═══ Given passage
Diaries, the original social media: How our obsession with documenting (and sharing) our own lives is nothing new

“Twitter is known for three things. It’s known for the Arab Spring, it’s known for Justin Bieber, and it’s known for narcissism.”

If you’ve ever kept a diary, chances are you probably considered that document private. As in,

But that wasn’t always the case when it came to personal journals. At least, not according to Lee Humphreys, a communications and media researcher at Cornell.

Humphreys led a conversation this week with Microsoft Research’s Social Media Collective on historicizing social media practices. Humphreys argues that, through journals and diaries, people have been recounting their daily activities and reflecting on them for much longer than Twitter and other social media platforms have been around.
══════
═══ Record extracts
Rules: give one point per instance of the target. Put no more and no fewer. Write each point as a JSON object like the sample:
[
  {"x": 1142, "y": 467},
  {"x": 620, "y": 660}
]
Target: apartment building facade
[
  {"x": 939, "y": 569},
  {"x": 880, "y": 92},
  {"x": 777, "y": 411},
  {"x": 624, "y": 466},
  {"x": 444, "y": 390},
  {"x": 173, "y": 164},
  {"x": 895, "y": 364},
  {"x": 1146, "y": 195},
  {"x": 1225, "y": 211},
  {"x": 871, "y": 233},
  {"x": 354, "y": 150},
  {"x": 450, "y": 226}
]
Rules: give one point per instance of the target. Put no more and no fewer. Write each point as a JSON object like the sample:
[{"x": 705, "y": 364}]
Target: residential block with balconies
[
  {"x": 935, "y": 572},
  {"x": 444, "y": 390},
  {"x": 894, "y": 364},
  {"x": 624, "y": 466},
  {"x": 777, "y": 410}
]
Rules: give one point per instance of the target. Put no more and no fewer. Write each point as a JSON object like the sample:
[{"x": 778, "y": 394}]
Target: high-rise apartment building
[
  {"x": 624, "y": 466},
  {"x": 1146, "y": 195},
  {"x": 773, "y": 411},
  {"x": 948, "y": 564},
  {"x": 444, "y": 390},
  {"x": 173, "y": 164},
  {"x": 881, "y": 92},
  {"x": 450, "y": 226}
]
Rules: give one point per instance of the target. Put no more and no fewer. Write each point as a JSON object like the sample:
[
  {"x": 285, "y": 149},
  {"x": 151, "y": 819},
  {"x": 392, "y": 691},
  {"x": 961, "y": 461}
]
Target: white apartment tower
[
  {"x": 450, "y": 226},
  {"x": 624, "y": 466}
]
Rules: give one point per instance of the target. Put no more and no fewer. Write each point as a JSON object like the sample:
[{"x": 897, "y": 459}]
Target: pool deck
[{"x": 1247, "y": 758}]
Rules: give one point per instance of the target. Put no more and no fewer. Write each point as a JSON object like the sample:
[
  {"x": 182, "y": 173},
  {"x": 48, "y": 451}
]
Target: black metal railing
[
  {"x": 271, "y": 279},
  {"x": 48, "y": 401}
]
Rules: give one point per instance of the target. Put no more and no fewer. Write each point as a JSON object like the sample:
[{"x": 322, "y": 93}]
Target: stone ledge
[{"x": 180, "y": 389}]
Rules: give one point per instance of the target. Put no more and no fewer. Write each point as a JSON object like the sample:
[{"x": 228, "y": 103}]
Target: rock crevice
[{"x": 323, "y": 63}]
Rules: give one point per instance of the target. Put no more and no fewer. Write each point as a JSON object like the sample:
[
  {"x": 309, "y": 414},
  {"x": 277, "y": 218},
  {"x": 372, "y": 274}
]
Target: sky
══════
## [Tasks to carry out]
a) From the article on diaries as early social media, write out the passage starting with "If you’ve ever" and going on through "researcher at Cornell.".
b) Condense the paragraph of the diaries-and-social-media article that begins "Humphreys led a conversation this week" into a shorter version that keeps its main facts.
c) Give what follows next in the article about diaries and social media, picking up after its final sentence.

## [Response list]
a)
If you’ve ever kept a diary, chances are you probably considered that document private. As in,

But that wasn’t always the case when it came to personal journals. At least, not according to Lee Humphreys, a communications and media researcher at Cornell.

b) This week Humphreys led a discussion on historicizing social media practices with Microsoft Research's Social Media Collective. She argues that people were recording and reflecting on their daily activities in journals and diaries long before Twitter and other platforms existed.

c)
But through her research, Humphreys found that it’s only been in the last hundred years that journalling has come to be considered a private practice. In the late 19th century, she says visiting friends and relatives would gather together and read each others diaries as a way of keeping up to date and sharing their lives. Journals were also kept in early American towns to mark and record important events: weddings, births, deaths and other events of community-wide importance.

“You don’t get a real sense of personal, individual self until the end of the 19th century,” Humphreys told the Cornell Chronicle in 2010, “so it makes perfect sense that diaries or journals prior to that time were much more social in nature.”

At Humphreys’ talk on Tuesday, some suggested that the advent of Freudian psychology — or perhaps the mass popularization of the novel — had contributed to this inward turn by America’s diarists. As the profession of journalism began to rise at the beginning of the 20th century, the independent writer was becoming increasingly self-reflective, creating the expectation of privacy that we were familiar with prior to the arrival of the Internet. But Humphrey is arguing that before we had a mass media, there was a system of personal writing that looked like a slower, more loosely networked version of Twitter.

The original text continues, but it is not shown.